Point localization data
[Start of Attachment]

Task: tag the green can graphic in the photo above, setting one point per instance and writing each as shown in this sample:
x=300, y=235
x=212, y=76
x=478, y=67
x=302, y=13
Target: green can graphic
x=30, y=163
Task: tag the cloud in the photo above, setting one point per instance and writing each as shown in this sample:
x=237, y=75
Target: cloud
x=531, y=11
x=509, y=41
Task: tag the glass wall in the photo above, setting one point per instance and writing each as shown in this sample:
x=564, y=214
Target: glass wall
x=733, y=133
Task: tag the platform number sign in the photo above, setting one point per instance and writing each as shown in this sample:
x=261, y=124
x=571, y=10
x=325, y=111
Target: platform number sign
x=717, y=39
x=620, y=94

[End of Attachment]

▸ What you have to do
Copy each entry exactly, with nothing added or dropped.

▸ Output below
Task: tag the green can graphic in the photo above, setting one point per instance and writing each as shown in this sample:
x=300, y=235
x=212, y=76
x=478, y=67
x=302, y=13
Target: green can graphic
x=30, y=163
Task: tag the cloud in the photo above, setting one point per instance and writing each as shown in this sample:
x=237, y=75
Target: cloud
x=531, y=11
x=509, y=41
Task: tag the glass wall in the photo above, setting one point per instance and writing each as shown in this sample:
x=564, y=214
Target: glass wall
x=733, y=133
Task: tag the platform number sign in the photo above, setting one point per instance and writing each as shown in this sample:
x=261, y=124
x=571, y=10
x=325, y=111
Target: platform number sign
x=717, y=39
x=620, y=94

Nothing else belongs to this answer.